- Short task -
Without any pictures, reproduce exactly the lines running from the line containing "Mark the pointed" through the end of the entries.

- Given data -
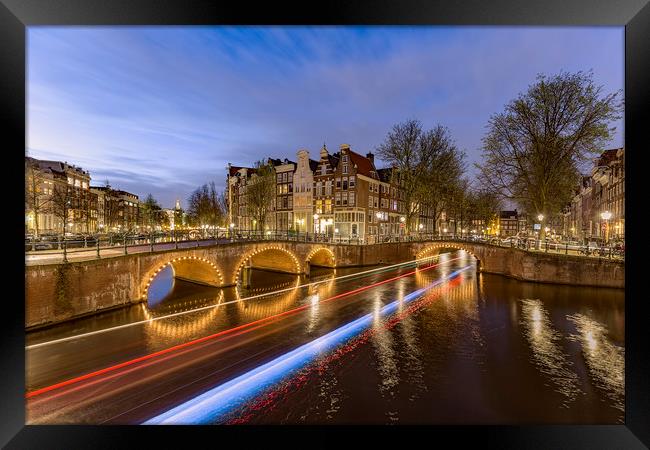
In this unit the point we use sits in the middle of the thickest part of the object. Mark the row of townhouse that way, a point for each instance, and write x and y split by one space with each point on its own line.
341 194
597 208
59 199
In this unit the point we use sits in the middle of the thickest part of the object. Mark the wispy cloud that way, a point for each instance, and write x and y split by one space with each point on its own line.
163 109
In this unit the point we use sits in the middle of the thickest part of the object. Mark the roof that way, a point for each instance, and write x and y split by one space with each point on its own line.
607 157
56 166
364 165
116 192
508 214
385 174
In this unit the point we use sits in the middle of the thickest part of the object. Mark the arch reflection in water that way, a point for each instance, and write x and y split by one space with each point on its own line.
605 360
161 286
264 282
547 353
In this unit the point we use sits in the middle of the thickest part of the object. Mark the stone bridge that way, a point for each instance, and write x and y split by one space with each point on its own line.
58 291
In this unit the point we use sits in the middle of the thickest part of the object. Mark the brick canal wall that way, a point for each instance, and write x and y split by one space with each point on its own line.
59 292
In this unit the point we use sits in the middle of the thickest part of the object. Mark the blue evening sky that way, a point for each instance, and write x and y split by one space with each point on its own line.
164 109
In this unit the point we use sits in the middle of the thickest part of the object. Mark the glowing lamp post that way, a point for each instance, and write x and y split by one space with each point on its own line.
606 215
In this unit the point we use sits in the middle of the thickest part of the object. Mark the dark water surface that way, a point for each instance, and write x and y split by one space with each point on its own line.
483 349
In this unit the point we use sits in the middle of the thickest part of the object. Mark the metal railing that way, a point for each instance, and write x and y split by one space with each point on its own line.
92 247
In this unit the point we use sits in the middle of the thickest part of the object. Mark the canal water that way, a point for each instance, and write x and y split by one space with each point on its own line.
483 349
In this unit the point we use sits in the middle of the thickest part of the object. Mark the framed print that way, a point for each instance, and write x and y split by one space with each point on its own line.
363 215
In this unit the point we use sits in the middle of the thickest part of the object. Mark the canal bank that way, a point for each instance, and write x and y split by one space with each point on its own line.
60 292
555 350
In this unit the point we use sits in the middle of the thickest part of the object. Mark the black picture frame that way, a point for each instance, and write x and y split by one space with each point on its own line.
16 15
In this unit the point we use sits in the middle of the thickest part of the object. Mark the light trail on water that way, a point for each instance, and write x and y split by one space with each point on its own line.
209 406
266 294
241 328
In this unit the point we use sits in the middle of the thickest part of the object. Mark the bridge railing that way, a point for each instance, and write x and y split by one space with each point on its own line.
93 247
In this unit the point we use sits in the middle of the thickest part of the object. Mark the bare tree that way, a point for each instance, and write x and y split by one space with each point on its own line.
205 206
533 149
483 206
37 198
443 178
150 212
427 163
260 193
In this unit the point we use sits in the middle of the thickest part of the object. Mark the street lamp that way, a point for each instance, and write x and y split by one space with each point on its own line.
606 215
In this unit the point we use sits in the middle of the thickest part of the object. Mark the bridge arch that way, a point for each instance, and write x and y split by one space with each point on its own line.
200 322
268 257
434 248
321 256
189 268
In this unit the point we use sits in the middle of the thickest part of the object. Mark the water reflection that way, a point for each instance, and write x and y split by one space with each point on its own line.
606 361
547 353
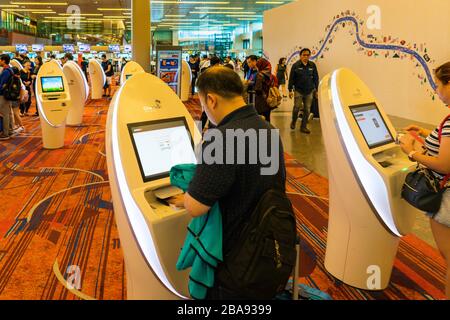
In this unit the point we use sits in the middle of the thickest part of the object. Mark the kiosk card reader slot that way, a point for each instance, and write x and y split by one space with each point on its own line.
367 170
129 70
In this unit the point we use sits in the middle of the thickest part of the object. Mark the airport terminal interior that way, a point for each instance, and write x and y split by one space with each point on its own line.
106 90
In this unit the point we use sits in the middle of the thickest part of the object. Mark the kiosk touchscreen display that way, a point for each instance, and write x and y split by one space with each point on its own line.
160 145
52 84
372 125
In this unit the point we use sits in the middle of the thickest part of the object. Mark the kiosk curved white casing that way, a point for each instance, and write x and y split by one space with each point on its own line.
79 91
186 80
53 101
367 215
151 234
17 64
130 69
98 79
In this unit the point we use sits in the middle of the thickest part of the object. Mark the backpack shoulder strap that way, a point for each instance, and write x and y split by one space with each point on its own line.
441 128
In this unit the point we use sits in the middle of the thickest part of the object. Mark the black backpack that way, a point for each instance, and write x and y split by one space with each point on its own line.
11 90
262 260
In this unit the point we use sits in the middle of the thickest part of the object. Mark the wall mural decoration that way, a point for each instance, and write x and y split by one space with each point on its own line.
388 47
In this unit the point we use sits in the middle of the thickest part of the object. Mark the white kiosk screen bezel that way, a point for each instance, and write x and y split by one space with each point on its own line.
376 145
42 84
132 126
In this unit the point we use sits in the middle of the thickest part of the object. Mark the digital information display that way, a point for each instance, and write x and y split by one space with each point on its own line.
84 48
21 48
169 68
160 145
52 84
114 48
127 48
68 48
37 47
372 125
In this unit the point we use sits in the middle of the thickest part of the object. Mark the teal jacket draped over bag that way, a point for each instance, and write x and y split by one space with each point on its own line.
202 249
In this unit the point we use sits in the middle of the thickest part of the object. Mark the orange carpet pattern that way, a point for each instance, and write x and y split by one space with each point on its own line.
56 216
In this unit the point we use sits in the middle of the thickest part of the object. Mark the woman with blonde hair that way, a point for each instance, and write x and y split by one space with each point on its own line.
437 159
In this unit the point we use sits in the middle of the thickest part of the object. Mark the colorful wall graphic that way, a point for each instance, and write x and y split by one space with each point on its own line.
396 61
387 47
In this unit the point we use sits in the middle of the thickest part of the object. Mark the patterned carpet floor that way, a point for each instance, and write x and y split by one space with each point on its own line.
56 212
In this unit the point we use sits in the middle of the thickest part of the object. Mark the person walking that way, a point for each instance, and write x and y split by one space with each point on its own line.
303 85
5 105
436 158
263 83
282 76
26 77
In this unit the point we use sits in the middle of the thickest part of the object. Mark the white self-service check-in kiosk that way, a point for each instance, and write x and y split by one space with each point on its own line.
367 170
186 80
97 78
53 101
79 91
149 130
17 64
130 69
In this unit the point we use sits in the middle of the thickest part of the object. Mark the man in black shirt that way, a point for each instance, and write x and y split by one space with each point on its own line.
304 80
235 174
109 72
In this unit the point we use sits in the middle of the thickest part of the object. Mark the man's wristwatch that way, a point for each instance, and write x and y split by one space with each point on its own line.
411 155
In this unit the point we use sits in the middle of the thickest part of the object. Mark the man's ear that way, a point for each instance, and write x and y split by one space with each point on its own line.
211 100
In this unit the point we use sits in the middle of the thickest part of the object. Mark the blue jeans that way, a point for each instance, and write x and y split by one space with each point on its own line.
302 102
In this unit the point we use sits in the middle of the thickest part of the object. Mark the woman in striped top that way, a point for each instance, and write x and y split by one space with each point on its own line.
437 158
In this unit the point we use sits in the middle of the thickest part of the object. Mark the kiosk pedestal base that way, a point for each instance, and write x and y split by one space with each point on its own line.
52 138
362 257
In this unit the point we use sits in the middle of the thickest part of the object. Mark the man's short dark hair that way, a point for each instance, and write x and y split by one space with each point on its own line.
304 50
221 81
6 58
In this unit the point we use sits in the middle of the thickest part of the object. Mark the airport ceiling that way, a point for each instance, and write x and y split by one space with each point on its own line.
166 14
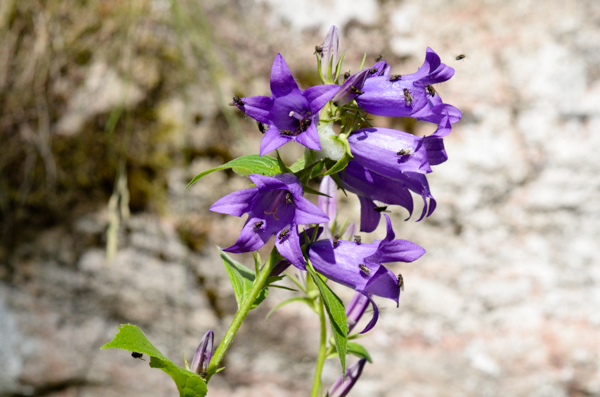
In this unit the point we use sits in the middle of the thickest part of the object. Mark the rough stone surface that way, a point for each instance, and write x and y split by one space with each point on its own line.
506 300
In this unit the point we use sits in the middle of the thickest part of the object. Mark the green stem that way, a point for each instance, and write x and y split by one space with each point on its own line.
257 287
322 351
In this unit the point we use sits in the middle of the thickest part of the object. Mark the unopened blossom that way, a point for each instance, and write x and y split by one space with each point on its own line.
203 355
290 113
275 207
360 265
344 384
330 51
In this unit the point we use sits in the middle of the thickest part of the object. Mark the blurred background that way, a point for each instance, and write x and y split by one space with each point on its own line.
109 108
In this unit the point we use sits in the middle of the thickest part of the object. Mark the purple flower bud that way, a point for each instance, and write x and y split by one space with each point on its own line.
330 49
328 204
203 355
342 387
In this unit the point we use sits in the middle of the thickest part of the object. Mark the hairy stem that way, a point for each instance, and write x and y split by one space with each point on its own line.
258 286
322 351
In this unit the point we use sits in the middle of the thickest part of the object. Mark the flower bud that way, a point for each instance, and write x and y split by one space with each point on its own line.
342 387
330 58
203 355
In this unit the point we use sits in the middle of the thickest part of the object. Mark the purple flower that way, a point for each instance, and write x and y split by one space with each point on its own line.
352 87
391 152
356 308
342 387
291 114
359 265
410 95
275 207
203 355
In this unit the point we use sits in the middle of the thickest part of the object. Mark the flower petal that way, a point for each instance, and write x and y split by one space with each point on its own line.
282 81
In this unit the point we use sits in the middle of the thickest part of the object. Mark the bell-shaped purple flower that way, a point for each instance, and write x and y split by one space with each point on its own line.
203 355
290 113
391 152
275 207
342 386
360 265
410 95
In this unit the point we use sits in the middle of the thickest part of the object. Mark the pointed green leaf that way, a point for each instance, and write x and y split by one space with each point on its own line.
291 300
337 316
241 279
245 165
131 338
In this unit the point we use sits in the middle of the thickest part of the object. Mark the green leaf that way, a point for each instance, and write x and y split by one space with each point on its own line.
291 300
245 165
337 316
241 279
132 338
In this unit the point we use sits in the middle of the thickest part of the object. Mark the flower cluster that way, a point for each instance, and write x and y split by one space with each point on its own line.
381 166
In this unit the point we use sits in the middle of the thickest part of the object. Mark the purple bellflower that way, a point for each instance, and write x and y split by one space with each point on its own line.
290 113
359 265
275 207
410 95
342 387
203 355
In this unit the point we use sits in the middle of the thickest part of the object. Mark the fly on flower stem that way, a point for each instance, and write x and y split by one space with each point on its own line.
261 127
408 99
400 282
237 101
404 152
430 90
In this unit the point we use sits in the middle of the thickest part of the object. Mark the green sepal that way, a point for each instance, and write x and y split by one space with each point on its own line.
241 279
356 350
132 339
244 166
337 316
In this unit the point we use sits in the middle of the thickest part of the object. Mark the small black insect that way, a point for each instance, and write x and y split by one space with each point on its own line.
261 127
400 282
289 198
356 90
336 238
408 99
430 90
237 101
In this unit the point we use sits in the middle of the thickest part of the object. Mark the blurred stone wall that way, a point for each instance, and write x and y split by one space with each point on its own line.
97 95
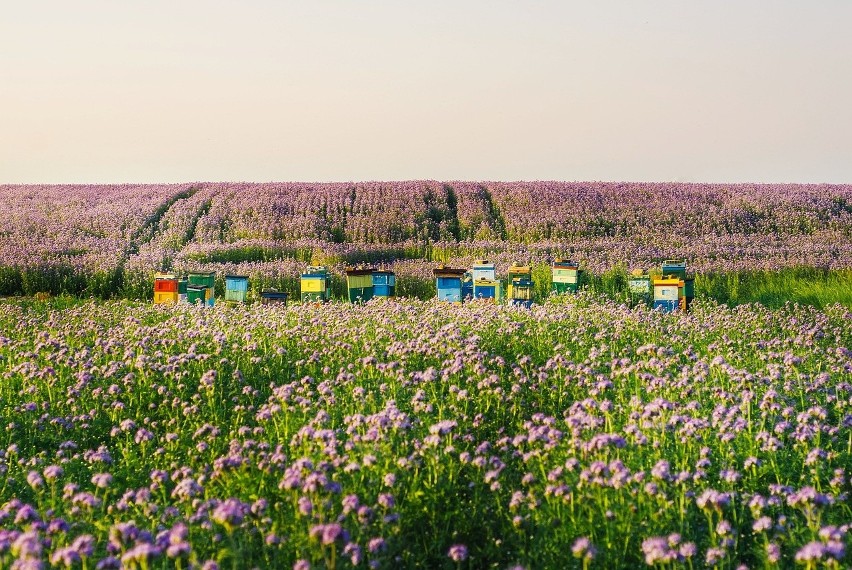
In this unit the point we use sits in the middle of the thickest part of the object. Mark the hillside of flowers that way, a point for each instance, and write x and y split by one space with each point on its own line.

- Response below -
In this unit the point we use sits in the middle of the thickest part of the object. Mark the pointed green leaf that way, a point for each instance, and write x and y split by one space with each point on its own line.
291 300
337 316
241 279
245 165
131 338
In this unit the point we use sits in the middle of the thickest part of the object. Mark the green leaf that way, a point for each instance, and write x and y split by one space with each point on its own line.
291 300
245 165
337 316
241 279
132 338
In this unit the point we use sits in the middle of the thickest part of the object. Mark the flower cluster that way, a point for each instance, and write x and y split by one space with each point on its own line.
381 166
In this unit the point we use sits in the middle of the thickest part of the object. Mark the purple bellflower that way, a point for each instance, and write x and y split by one space with each point on its own line.
290 113
359 265
275 207
410 95
342 387
203 355
In this unit the point we use sits in the middle of the thickest part of the object. Mark the fly on flower stem that way, a point for each instance, and write x and y split by one space with each point on its own line.
261 127
408 99
400 282
237 101
404 152
430 90
In this unit the point we use sits in the middle of the thickest part of the object. Mark the green sepal that way, a point for each instance, and write x and y split by one space with each point on its own line.
241 279
356 350
132 339
244 166
337 316
In this unit the point we use sits in the middle of the thickest part of the object. Mark the small black insect that way, a point for each instance, and write x and y split by one space with each point on its own line.
261 127
400 282
289 198
356 90
336 238
408 99
430 90
237 101
In this unit the point we use sits in the middle of the thickest part of the object. Mark the blurred stone wall that way, a point for each instance, and write x and y split by one space with each point on its own line.
97 95
In this unit the point we use sits in the middle of the thickest part of the object. Mark the hillside of flowers that way, a point for each instance, and write x and y split by one space with each point on its own line.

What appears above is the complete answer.